**SUPPLIED MATERIAL**
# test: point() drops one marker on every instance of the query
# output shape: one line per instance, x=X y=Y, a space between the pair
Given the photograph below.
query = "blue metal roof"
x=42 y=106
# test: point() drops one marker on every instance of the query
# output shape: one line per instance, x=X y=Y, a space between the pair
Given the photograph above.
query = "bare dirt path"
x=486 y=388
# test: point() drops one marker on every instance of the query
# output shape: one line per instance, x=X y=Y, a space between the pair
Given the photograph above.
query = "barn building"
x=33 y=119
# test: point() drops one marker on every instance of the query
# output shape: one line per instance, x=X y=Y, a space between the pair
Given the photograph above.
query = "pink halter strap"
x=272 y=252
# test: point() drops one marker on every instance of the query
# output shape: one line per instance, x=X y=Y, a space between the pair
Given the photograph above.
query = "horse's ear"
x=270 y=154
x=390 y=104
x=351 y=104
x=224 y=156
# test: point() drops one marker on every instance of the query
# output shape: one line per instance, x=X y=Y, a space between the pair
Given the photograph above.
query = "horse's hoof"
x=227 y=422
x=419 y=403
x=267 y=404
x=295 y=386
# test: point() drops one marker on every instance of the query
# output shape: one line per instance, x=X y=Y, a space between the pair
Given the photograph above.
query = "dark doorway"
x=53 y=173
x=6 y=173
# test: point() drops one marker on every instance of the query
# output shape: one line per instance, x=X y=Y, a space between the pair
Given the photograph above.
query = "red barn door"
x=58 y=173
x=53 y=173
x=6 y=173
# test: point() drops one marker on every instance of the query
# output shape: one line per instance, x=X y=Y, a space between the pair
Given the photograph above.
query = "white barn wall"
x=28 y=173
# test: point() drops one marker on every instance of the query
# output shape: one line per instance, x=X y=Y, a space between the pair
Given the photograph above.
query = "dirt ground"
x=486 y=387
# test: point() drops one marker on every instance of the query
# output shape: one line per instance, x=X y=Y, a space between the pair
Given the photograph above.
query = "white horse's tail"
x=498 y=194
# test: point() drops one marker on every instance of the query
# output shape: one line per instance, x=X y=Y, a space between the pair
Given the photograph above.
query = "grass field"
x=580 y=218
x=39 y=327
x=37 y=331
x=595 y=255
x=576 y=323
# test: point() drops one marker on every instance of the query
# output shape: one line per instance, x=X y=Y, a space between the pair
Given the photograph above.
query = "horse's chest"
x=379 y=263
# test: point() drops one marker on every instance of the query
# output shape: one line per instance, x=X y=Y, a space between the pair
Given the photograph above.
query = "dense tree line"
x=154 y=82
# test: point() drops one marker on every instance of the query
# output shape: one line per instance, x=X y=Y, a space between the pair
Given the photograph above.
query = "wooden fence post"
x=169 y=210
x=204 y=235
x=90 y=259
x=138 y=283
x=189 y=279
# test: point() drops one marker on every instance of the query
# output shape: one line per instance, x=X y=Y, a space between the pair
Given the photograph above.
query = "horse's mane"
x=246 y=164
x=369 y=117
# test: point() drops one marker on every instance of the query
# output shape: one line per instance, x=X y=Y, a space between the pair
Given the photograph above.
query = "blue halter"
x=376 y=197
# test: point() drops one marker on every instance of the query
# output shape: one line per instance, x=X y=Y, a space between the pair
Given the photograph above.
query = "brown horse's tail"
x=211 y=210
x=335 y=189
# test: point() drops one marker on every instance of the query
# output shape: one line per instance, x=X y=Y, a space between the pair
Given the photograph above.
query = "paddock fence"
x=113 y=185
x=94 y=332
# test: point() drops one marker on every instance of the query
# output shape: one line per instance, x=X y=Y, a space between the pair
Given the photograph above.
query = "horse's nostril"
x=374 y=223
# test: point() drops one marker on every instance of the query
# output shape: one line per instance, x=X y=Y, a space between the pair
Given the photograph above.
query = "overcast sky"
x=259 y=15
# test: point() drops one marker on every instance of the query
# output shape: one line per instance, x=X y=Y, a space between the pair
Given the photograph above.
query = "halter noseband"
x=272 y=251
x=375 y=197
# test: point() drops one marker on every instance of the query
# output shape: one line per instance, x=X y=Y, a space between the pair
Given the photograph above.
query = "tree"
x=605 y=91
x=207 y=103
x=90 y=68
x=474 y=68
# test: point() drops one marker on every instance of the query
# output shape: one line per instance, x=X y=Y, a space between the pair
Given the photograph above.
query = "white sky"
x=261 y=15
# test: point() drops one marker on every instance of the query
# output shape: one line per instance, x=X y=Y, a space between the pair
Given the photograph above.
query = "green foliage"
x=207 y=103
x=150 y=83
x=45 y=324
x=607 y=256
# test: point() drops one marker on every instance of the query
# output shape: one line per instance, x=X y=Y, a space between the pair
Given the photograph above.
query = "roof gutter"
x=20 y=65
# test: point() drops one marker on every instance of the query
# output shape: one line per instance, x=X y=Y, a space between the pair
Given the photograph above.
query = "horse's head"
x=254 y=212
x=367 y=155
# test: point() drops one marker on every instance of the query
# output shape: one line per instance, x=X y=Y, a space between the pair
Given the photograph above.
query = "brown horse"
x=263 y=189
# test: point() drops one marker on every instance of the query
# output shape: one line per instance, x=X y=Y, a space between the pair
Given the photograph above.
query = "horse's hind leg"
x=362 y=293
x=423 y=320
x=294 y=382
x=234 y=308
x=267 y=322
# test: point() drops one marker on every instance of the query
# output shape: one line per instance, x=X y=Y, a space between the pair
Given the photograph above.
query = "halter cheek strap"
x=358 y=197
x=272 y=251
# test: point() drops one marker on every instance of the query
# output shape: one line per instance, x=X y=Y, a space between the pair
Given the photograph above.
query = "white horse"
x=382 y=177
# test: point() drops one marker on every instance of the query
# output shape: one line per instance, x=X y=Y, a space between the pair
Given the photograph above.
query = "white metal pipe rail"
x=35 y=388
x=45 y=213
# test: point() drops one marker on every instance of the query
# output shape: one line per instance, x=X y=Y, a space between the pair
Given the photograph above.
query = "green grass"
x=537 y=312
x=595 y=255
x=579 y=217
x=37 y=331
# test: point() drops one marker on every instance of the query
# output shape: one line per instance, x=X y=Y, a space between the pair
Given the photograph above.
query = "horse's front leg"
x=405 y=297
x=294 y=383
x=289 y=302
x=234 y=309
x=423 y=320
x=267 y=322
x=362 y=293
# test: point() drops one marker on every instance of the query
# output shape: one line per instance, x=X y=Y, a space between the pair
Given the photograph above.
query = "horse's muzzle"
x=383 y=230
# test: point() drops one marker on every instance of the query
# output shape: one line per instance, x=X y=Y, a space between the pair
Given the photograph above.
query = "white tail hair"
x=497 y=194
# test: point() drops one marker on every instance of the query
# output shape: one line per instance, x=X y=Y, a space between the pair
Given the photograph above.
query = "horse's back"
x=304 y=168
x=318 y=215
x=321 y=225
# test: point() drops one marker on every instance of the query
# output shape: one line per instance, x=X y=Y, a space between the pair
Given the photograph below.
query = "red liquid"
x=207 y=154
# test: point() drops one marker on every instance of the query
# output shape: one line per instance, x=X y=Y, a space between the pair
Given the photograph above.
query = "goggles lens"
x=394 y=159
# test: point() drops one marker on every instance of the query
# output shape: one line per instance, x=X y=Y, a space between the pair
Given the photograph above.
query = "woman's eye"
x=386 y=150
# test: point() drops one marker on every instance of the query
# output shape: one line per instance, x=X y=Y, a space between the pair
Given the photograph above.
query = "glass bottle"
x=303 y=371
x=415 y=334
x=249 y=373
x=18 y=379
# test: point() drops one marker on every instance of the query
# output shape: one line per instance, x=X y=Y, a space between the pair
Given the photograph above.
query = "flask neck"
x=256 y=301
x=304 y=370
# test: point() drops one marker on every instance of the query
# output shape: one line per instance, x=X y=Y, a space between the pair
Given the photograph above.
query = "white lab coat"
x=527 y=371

**WHAT YOU NEED TO DO**
Return the listing above in full, character for character.

**RESPONSE**
# test: point() drops one marker on every instance of the query
# output shape: one line per instance, x=X y=Y, a space between the pair
Given the photograph below.
query = "blue metal roof"
x=42 y=106
# test: point() drops one marker on every instance of the query
# output shape: one line per instance, x=X y=Y, a space between the pair
Given the photograph above.
query = "bare dirt path"
x=486 y=388
# test: point() drops one marker on every instance of the query
# output shape: one line per instance, x=X y=Y, a space between the pair
Given the photograph above.
query = "barn building"
x=33 y=119
# test: point() drops one marker on every instance of the query
# output shape: one line per instance, x=X y=Y, a space between the pair
Given the photograph above.
query = "pink halter strap"
x=272 y=252
# test: point() drops one marker on every instance of the query
# output shape: one line per instance, x=X y=Y, a space between the pair
Given the photograph above.
query = "horse's ear"
x=270 y=154
x=390 y=104
x=351 y=104
x=224 y=156
# test: point() drops one marker on every instance of the query
# output shape: one line per instance, x=X y=Y, a space between the pair
Given the photograph above.
query = "horse's hoof"
x=227 y=422
x=419 y=403
x=267 y=404
x=295 y=386
# test: point() drops one marker on every instance of the query
# output shape: one line per instance, x=X y=Y, a space between the pair
Given the photograph above.
query = "dark doorway"
x=53 y=173
x=6 y=173
# test: point() drops one marker on every instance of the query
# output shape: one line per instance, x=X y=Y, a space between the pair
Given the photograph above.
query = "red barn door"
x=58 y=173
x=53 y=173
x=6 y=173
# test: point() drops one marker on every instance of the query
# output shape: one line per instance, x=X y=Y, a space between the pair
Given the photograph above.
query = "white barn wall"
x=28 y=173
# test: point() drops one marker on every instance of the query
# output shape: one line per instance, x=X y=Y, a space between the pair
Given the photograph above.
query = "dirt ground"
x=486 y=387
# test: point() drops one marker on every instance of the query
# output shape: one line per instance, x=X y=Y, a space between the pair
Given the photograph above.
query = "white horse's tail"
x=498 y=194
# test: point() drops one marker on every instance of the query
# output shape: one line per instance, x=X y=Y, a space between the pair
Given the photograph above.
query = "grass field"
x=580 y=218
x=39 y=327
x=37 y=331
x=595 y=255
x=576 y=323
# test: point() drops one marker on every instance of the query
# output shape: one line per instance, x=X y=Y, a space between the pair
Given the photograph above.
query = "horse's chest"
x=379 y=263
# test: point() drops one marker on every instance of the query
# output shape: one line per instance, x=X y=Y, a space between the pair
Given the photograph above.
query = "dense tree line"
x=154 y=82
# test: point() drops one marker on every instance of the query
# output shape: one line per instance, x=X y=Y, a space between the pair
Given the photograph above.
query = "wooden fence post"
x=169 y=210
x=204 y=235
x=90 y=259
x=138 y=283
x=189 y=279
# test: point() drops one marker on every instance of the query
# output shape: one line per instance, x=X y=Y, a space between the pair
Given the photograph above.
query = "horse's mane"
x=246 y=164
x=369 y=117
# test: point() drops one marker on every instance of the query
# output shape: one line per instance, x=X y=Y, a space between the pair
Given the photograph above.
query = "blue halter"
x=376 y=197
# test: point() drops one marker on every instance of the query
# output shape: one line per instance, x=X y=Y, a space between the pair
Given the photograph above.
query = "brown horse's tail"
x=211 y=210
x=335 y=189
# test: point() drops one marker on every instance of the query
# output shape: one line per instance, x=X y=Y, a space between the pair
Given the photograph above.
query = "paddock fence"
x=113 y=185
x=94 y=332
# test: point() drops one marker on every instance of the query
# output shape: one line per instance, x=X y=Y, a space between the pair
Given the photograph above.
query = "horse's nostril"
x=374 y=223
# test: point() drops one marker on every instance of the query
# output shape: one line per instance, x=X y=Y, a space between the pair
Given the photograph above.
query = "overcast sky"
x=259 y=15
# test: point() drops one marker on every instance of the query
# output shape: one line per instance, x=X y=Y, a space between the pair
Given the photograph above.
query = "halter noseband"
x=272 y=251
x=375 y=197
# test: point() drops one marker on every instance of the query
# output shape: one line per instance, x=X y=Y, a space between the pair
Given the photograph above.
query = "tree"
x=605 y=91
x=207 y=103
x=90 y=68
x=474 y=68
# test: point() drops one marker on every instance of the query
# output shape: one line per instance, x=X y=Y, a space between the pair
Given the photograph above.
query = "white sky"
x=261 y=15
# test: point() drops one marker on every instance of the query
# output shape: one line per instance, x=X y=Y, a space between the pair
Given the photograph above.
query = "green foliage"
x=207 y=103
x=150 y=83
x=45 y=324
x=607 y=256
# test: point() drops one marker on every instance of the query
# output shape: one line per instance, x=X y=Y, a space between the pair
Given the photograph above.
query = "roof gutter"
x=20 y=65
# test: point() drops one marker on every instance of the query
# output shape: one line per instance, x=X y=Y, a space between the pair
Given the photograph above.
query = "horse's head"
x=254 y=212
x=367 y=155
# test: point() drops one marker on every instance of the query
# output shape: one line per instance, x=X y=Y, a space between the pair
Given the photograph above.
query = "brown horse"
x=263 y=189
# test: point() drops one marker on every instance of the query
# output shape: one line per instance, x=X y=Y, a space between the pair
Given the photograph above.
query = "horse's hind leg"
x=362 y=293
x=423 y=320
x=294 y=382
x=234 y=308
x=267 y=322
# test: point() drops one marker on every instance of the query
# output shape: one line per instance, x=X y=Y, a space between the pair
Given the photograph above.
query = "halter cheek strap"
x=358 y=197
x=272 y=251
# test: point() drops one marker on every instance of the query
# output shape: one line per instance, x=X y=Y, a space between the pair
Given the photograph above.
query = "white horse"
x=382 y=177
# test: point() drops one marker on every instance of the query
# output shape: one line per instance, x=X y=Y, a space between the pair
Given the photograph above.
query = "white metal pipe rail"
x=35 y=388
x=45 y=213
# test: point() drops one marker on every instance of the query
# output shape: one line per instance, x=X y=Y, a space between the pair
Given the photograph above.
query = "green grass"
x=537 y=312
x=595 y=255
x=579 y=217
x=37 y=331
# test: point() drops one marker on every instance of the query
# output shape: one line per instance, x=X y=Y, a space between the pair
Given the photograph above.
query = "horse's front leg"
x=405 y=297
x=294 y=383
x=289 y=302
x=234 y=309
x=423 y=320
x=267 y=322
x=362 y=293
# test: point() drops one marker on every instance of the query
# output shape: one line per instance, x=X y=Y, a space between the pair
Given the photograph above.
query = "horse's muzzle"
x=383 y=230
# test: point() drops one marker on every instance of the query
# output shape: one line per instance, x=X y=Y, a space between the pair
Given the photograph above.
query = "white tail hair"
x=497 y=194
# test: point() drops one marker on every instance of the query
# output shape: one line per instance, x=X y=Y, a space between the pair
Given the photograph above.
query = "horse's back"
x=304 y=168
x=318 y=215
x=321 y=225
# test: point() drops one marker on every instance of the query
# output shape: one line per instance, x=X y=Y, a space between the pair
Given the photograph below.
query = "red liquid"
x=207 y=154
# test: point() drops one marker on every instance of the query
# output shape: one line per instance, x=X y=Y, a space between the pair
Given the photograph above.
query = "goggles lens"
x=394 y=159
# test: point() drops one marker on every instance of the query
# output shape: one line per instance, x=X y=Y, a space between the pair
Given the photograph above.
query = "woman's eye"
x=386 y=150
# test: point() drops one marker on every instance of the query
# output shape: one line per instance, x=X y=Y, a space between the pair
Given the photograph above.
query = "glass bottle"
x=303 y=371
x=415 y=334
x=249 y=373
x=18 y=379
# test: point() drops one marker on every instance of the query
# output shape: one line per instance, x=X y=Y, a space between the pair
Given the photograph above.
query = "flask neck"
x=256 y=301
x=304 y=370
# test: point() drops one marker on every instance of the query
# output shape: one line per instance, x=X y=Y, a space between the pair
Given the photograph above.
query = "white lab coat"
x=527 y=371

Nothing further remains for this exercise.